'''

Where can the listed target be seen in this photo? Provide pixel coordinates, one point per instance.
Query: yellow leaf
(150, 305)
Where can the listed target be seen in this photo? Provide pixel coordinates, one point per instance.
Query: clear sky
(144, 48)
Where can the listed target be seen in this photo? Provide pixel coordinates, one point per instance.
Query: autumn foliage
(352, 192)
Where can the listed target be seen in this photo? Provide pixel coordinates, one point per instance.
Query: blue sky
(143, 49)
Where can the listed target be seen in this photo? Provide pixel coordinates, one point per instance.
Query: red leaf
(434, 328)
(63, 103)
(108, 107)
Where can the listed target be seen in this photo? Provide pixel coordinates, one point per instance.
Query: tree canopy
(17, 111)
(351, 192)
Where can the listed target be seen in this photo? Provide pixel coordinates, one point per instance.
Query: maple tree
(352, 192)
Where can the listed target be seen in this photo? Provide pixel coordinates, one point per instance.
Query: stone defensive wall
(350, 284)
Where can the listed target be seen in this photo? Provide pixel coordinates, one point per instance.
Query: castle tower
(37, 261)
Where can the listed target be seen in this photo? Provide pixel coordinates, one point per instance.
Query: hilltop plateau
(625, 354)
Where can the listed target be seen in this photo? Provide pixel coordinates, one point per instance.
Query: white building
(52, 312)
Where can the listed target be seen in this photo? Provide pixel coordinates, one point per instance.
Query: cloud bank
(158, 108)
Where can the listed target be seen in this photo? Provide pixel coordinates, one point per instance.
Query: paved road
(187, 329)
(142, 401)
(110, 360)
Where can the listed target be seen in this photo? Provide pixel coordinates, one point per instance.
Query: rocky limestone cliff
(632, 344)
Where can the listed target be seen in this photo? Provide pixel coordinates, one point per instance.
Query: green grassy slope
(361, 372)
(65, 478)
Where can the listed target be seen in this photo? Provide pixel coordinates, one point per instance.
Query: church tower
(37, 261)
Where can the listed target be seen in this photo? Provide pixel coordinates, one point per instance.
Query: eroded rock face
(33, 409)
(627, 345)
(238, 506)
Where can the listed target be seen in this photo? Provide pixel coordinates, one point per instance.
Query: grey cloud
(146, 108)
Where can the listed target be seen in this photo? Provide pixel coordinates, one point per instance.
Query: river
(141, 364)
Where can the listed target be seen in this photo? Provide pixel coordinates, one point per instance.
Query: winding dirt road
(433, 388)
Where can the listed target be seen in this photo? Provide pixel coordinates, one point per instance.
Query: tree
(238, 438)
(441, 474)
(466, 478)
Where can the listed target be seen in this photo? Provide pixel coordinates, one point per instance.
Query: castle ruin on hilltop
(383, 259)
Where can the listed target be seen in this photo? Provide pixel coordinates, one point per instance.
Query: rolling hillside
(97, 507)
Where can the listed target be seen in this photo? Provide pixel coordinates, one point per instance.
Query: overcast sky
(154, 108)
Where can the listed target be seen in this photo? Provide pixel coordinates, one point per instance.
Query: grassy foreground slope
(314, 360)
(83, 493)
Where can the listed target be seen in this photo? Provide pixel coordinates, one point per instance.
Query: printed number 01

'''

Written request: Gather every line of the entries above that contains the string "road". Case counts, so match only that exact capitalization.

Worked answer:
Query: paved road
Query: winding dirt road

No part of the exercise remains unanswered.